■ GOAL ■
Identify every line in the records below that contains the word "pointer", and copy each of those lines. Case counts when matching.

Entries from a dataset
::::

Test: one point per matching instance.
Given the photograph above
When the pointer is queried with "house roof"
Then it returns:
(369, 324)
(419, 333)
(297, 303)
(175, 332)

::::

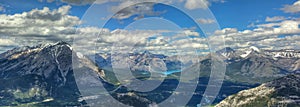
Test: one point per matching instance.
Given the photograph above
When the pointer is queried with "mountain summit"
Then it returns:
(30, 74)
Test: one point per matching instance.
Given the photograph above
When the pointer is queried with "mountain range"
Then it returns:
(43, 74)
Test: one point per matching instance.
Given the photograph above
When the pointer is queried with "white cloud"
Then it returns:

::::

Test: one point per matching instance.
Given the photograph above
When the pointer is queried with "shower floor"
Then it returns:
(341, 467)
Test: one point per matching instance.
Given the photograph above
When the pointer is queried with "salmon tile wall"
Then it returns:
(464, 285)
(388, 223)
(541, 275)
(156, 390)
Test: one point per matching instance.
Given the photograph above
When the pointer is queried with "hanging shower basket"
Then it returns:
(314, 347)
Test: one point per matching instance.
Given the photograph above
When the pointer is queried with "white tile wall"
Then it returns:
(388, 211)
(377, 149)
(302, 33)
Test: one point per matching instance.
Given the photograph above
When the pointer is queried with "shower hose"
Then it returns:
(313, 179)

::::

■ FINAL RESULT ■
When the pointer is queried with "house roof"
When the pointer is queried with "mountain summit"
When the pointer is queried with "mountain range"
When the pointer is queried with "white cloud"
When the pointer is queried with "shower floor"
When the pointer is queried with "salmon tile wall"
When the pointer is queried with "hanging shower basket"
When the pointer is queried with "white tile wall"
When the pointer is queried with "shower hose"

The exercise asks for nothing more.